EXERCISE PROMPT - The answer should reproduce the listing below character for character.

EXCERPTED RECORDS -
▽

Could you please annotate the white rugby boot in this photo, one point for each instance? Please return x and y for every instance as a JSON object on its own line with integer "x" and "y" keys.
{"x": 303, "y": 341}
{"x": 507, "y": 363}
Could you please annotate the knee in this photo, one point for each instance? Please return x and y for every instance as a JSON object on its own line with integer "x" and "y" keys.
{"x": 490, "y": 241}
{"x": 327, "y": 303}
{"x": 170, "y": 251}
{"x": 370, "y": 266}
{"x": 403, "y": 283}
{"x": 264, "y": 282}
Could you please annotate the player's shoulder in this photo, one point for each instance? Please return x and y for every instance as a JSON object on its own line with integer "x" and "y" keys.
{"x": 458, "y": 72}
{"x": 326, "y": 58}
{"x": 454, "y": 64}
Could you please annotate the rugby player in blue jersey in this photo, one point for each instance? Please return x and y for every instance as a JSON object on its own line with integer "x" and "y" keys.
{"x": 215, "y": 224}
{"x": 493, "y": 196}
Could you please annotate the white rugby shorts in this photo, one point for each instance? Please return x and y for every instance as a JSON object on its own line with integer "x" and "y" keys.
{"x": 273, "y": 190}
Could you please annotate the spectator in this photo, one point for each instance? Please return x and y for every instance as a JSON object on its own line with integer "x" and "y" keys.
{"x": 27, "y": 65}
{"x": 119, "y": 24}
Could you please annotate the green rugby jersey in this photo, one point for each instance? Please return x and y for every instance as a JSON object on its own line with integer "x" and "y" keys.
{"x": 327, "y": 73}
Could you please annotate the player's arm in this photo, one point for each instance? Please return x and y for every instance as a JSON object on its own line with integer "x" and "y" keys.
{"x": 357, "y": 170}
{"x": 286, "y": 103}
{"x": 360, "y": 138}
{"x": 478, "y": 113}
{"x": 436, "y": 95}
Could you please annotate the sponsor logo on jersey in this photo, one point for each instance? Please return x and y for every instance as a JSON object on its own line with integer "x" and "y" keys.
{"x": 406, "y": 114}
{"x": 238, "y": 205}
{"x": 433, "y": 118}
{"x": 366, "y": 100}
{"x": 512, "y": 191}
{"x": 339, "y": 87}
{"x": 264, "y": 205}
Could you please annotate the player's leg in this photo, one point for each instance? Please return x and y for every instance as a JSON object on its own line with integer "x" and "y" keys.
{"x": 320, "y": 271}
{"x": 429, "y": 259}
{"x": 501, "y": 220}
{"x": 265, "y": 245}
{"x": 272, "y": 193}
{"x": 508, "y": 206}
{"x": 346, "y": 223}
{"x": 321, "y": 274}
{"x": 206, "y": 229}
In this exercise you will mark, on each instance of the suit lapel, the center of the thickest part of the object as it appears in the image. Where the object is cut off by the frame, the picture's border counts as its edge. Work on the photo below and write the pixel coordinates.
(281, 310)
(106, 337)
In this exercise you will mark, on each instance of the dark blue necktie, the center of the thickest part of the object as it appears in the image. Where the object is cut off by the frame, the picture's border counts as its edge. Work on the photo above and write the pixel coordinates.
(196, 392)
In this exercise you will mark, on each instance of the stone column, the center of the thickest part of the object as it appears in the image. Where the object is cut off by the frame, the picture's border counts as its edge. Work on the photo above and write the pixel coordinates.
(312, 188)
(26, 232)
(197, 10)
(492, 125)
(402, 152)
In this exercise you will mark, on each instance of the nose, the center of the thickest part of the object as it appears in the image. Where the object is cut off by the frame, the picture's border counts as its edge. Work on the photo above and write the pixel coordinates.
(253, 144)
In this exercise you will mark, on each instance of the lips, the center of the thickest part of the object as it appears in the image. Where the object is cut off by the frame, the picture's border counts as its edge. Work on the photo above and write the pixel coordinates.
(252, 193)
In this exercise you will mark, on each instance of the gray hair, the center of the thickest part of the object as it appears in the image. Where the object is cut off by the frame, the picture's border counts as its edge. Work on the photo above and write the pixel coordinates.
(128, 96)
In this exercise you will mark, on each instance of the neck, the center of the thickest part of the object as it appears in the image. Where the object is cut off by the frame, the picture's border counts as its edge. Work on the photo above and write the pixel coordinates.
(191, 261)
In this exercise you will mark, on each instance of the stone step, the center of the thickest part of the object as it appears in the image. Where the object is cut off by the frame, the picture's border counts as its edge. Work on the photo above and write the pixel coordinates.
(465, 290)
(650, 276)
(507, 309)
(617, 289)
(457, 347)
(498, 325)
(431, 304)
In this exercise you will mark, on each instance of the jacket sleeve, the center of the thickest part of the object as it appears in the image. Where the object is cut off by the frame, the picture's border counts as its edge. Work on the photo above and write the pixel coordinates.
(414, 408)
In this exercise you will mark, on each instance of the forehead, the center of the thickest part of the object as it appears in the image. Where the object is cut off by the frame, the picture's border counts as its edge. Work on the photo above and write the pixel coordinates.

△

WORKED SOLUTION -
Could you please annotate the white rugby boot in this photo, one point for each instance? Please return x and y for every instance as a JSON object on its own line with integer "x" and "y" keys.
{"x": 303, "y": 341}
{"x": 507, "y": 363}
Could you please annotate the knee in this photo, one point for each instance? Please return x and y for every instance as a JSON object on its own line with integer "x" and "y" keys.
{"x": 490, "y": 241}
{"x": 327, "y": 303}
{"x": 170, "y": 251}
{"x": 370, "y": 266}
{"x": 403, "y": 283}
{"x": 264, "y": 282}
Could you please annotate the player's shoulder in this photo, one point for each instance? Please return x and y for every instance as a JSON object on its own line with integer "x" and "y" keys.
{"x": 458, "y": 72}
{"x": 326, "y": 58}
{"x": 454, "y": 64}
Could you please annotate the rugby player in blue jersey in this photo, one point for each instance? Please return x and y for every instance as a JSON object on its own line with integer "x" and "y" keys.
{"x": 215, "y": 224}
{"x": 493, "y": 196}
Could you please annotate the white rugby shorts in this photo, one point for each instance? Please return x and y for every instance as a JSON object on its own line with integer "x" and "y" keys.
{"x": 273, "y": 190}
Could you please annotate the spectator in this photo, one point for each instance? Please return x and y for every instance as a JSON object on its own line with integer "x" and "y" keys.
{"x": 27, "y": 65}
{"x": 119, "y": 24}
Could you please annotate the green rugby jersey in this photo, one point for each instance? Please return x and y for every instance as a JSON object on its own line with integer "x" and "y" keys.
{"x": 327, "y": 73}
Could you please annotate the player's arm in this photo, one point for each instance? Please return x and y for every instance as a JSON object on its own line with integer "x" and "y" keys.
{"x": 357, "y": 170}
{"x": 286, "y": 103}
{"x": 360, "y": 138}
{"x": 478, "y": 113}
{"x": 436, "y": 95}
Could you please annotate the sponsor logo on jersey in this photo, one point for each instance? Please return x and y for every instance as a JSON object on its own line with integer "x" and "y" keys.
{"x": 406, "y": 114}
{"x": 238, "y": 205}
{"x": 433, "y": 118}
{"x": 366, "y": 100}
{"x": 512, "y": 191}
{"x": 339, "y": 87}
{"x": 264, "y": 205}
Could you please annotate the player's leg in this photo, one point for each instance? Please return x and y for every instance as a JSON object on its own line with integer "x" and "y" keys.
{"x": 320, "y": 271}
{"x": 429, "y": 259}
{"x": 501, "y": 220}
{"x": 265, "y": 245}
{"x": 272, "y": 193}
{"x": 508, "y": 206}
{"x": 346, "y": 223}
{"x": 321, "y": 274}
{"x": 206, "y": 229}
In this exercise you will mark, on each instance of the suit lapel, the center of the thickest part of the object as it appears in the image. Where the object is cut off by the frame, the picture's border counts as its edge. Work on the photo below and write the pixel coordinates.
(281, 310)
(106, 337)
In this exercise you will mark, on each instance of the dark blue necktie, the center of the thickest part of the object as it appears in the image. Where the object is cut off by the frame, the picture's border counts as its edge. Work on the photo above and write the pixel coordinates.
(196, 392)
In this exercise you will mark, on each instance of the stone column, the center of the thickest part of the object as it appears in the image. Where the object is cut off by the frame, the picture's border counts as its edge. Work on the photo above and write the pixel coordinates.
(312, 188)
(26, 232)
(197, 10)
(492, 125)
(402, 152)
In this exercise you will mark, on each instance of the nose, the center of the thickest part of the object as it appears in the image. Where the object is cut off by the frame, the picture's border counts as its edge. Work on the photo above and write the pixel coordinates.
(253, 144)
In this exercise you will mark, on each instance of the lips, the center of the thickest part of the object as it appears in the image. Where the object is cut off by the frame, the picture's border counts as its edge. Work on the photo above and write the pixel coordinates.
(252, 193)
In this exercise you will mark, on each instance of the gray hair, the center of the thickest part of the object as it appears in the image. Where the object is cut off by the frame, the picture's border counts as its edge. Work on the photo above and write the pixel coordinates.
(128, 96)
In this exercise you will mark, on each instance of the neck, the center of the thickest part of the object as it appears in the image. Where the object is cut off by the frame, the picture's border counts as its edge. Work on the photo above and write the pixel coordinates.
(191, 261)
In this exercise you will mark, on each instance of the stone step, the center of the thickest part of the object as it appears in the image. Where the object is cut off by the frame, the picture's border counts as its edge. Work on the photo above and write the pixel coordinates.
(465, 290)
(650, 276)
(507, 309)
(617, 289)
(457, 347)
(498, 325)
(431, 304)
In this exercise you will mark, on each instance of the jacket sleeve, the center of the thickest part of the object as it appears in the image. Where the object is cut off by the frame, the picture's border counts as its edge. Work on the photo above and write the pixel coordinates.
(414, 408)
In this exercise you will mark, on each instance of the forehead, the center of the thickest part of the object as it appears in the image. Where the object is cut off by the frame, the picture's border counts as its edge. Work on the photo above and write the pixel coordinates.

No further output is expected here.